DESCRIPTION OF THE TASK: In the entries below, the word "this" appears on some lines. Copy each of those lines.

Saved data entries:
++++++++++++++++++++
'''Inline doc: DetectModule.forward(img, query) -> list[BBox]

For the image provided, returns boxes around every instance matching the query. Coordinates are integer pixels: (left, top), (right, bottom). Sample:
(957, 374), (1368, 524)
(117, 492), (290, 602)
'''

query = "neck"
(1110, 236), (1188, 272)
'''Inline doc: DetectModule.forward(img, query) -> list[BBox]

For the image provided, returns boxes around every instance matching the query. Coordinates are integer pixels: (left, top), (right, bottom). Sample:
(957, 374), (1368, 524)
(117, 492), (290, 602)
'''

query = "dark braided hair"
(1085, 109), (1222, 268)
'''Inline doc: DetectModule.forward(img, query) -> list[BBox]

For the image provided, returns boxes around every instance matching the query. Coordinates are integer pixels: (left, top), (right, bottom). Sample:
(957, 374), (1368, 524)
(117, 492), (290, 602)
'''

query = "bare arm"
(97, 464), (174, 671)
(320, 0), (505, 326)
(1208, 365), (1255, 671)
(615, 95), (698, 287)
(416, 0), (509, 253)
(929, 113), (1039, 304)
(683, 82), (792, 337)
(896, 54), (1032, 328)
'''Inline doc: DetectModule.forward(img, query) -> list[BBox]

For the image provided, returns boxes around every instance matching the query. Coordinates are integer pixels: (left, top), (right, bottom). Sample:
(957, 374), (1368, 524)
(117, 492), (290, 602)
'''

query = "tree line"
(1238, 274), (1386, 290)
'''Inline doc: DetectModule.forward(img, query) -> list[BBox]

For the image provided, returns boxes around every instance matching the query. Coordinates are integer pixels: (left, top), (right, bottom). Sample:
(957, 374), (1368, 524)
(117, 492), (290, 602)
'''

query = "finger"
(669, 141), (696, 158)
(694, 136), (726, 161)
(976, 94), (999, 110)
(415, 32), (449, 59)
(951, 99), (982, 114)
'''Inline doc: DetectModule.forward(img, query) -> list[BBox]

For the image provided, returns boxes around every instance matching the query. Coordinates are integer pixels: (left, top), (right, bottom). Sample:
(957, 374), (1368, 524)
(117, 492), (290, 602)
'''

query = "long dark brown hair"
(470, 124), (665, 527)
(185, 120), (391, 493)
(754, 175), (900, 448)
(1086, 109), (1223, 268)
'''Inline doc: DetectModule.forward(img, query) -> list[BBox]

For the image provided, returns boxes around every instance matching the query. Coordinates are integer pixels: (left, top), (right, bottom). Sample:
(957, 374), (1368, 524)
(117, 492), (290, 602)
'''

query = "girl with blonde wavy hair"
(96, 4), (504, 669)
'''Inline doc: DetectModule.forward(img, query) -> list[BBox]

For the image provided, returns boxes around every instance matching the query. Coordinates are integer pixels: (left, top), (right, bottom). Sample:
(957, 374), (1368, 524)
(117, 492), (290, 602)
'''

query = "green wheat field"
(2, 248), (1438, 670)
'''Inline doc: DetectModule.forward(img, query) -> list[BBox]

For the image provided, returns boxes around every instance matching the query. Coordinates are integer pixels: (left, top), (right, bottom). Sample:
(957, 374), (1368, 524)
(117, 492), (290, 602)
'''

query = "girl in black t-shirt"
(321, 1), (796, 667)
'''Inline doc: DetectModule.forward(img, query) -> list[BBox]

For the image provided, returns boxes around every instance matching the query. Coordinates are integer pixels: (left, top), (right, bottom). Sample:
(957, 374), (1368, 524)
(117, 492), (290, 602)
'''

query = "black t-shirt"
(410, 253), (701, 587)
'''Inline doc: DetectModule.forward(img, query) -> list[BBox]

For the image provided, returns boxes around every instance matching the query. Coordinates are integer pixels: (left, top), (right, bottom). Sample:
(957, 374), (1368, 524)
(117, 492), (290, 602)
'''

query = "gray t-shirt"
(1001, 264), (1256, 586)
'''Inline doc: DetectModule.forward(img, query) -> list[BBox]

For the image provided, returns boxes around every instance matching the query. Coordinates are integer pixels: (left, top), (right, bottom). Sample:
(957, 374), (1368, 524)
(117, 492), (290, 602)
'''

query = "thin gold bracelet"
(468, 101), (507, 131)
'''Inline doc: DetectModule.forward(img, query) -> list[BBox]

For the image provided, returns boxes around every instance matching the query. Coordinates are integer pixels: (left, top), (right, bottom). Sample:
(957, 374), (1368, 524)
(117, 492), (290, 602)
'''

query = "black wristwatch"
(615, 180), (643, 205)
++++++++++++++++++++
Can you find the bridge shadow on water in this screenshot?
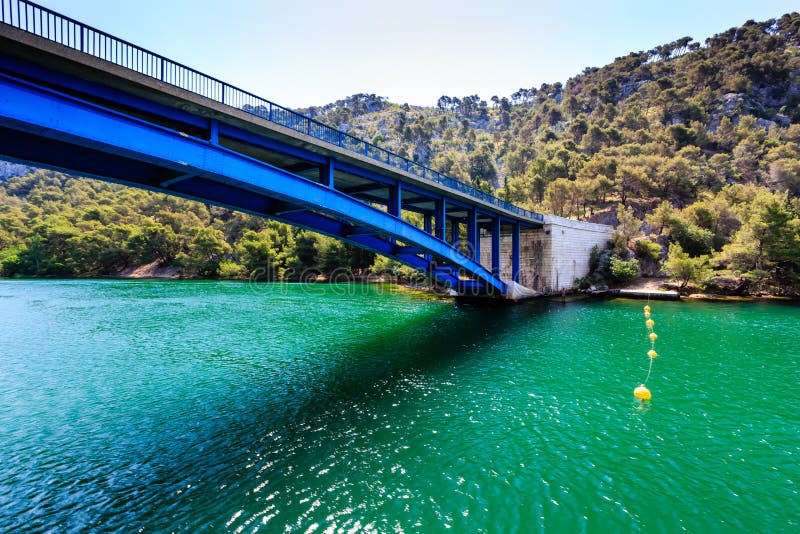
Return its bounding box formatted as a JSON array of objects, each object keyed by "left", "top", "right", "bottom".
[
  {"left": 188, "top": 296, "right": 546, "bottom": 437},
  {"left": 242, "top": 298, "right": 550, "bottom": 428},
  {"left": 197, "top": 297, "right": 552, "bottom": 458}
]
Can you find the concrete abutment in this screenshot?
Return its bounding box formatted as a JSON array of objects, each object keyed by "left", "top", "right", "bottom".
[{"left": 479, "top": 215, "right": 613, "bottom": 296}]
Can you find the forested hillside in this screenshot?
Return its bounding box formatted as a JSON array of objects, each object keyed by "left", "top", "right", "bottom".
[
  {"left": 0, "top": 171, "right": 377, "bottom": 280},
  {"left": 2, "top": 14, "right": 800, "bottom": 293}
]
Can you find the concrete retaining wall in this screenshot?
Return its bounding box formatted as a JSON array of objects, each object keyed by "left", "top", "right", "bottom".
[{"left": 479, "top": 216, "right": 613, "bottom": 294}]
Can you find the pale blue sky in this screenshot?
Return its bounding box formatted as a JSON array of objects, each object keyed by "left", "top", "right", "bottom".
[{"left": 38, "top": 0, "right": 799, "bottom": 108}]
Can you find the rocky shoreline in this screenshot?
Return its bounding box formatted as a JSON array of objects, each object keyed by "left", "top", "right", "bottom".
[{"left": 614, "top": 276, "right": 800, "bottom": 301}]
++++++++++++++++++++
SOLUTION:
Can you find the bridge shadow on water in this screenshot?
Can you find the concrete abutment in this screenshot?
Can you find the forested hillside in this screenshot?
Can you find the concrete retaining wall in this screenshot?
Can you find the pale blue sky in this screenshot?
Can you find the rocky shoreline in this screenshot?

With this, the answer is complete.